** Opening The input block **

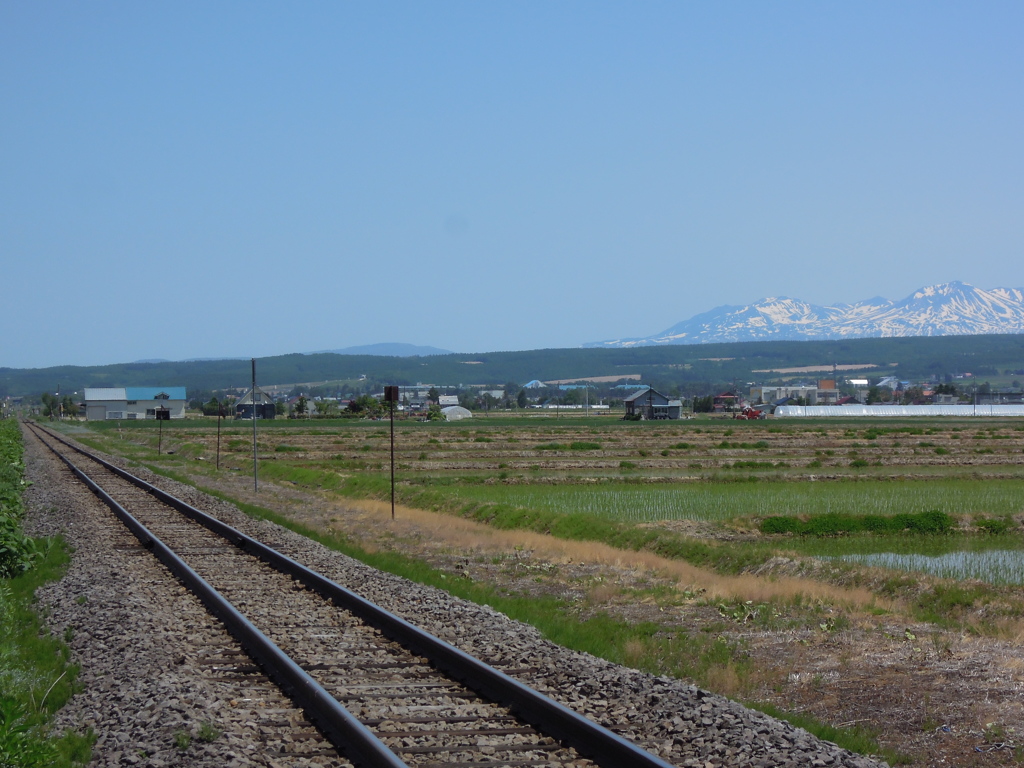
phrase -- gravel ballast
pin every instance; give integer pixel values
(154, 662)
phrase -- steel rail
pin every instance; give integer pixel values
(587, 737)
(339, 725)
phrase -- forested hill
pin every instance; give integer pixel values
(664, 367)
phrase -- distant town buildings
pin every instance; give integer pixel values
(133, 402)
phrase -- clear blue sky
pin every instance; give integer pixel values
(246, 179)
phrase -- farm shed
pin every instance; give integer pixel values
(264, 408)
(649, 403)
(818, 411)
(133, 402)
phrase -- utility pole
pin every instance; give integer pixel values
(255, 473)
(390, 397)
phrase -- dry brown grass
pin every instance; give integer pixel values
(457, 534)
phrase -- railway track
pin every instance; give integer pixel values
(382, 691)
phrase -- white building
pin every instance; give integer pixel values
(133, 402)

** Closing The input block **

Problem statement: In these entries, some lines may contain the string "phrase". Give the number of such lines and nothing more.

Reply to the exercise: 10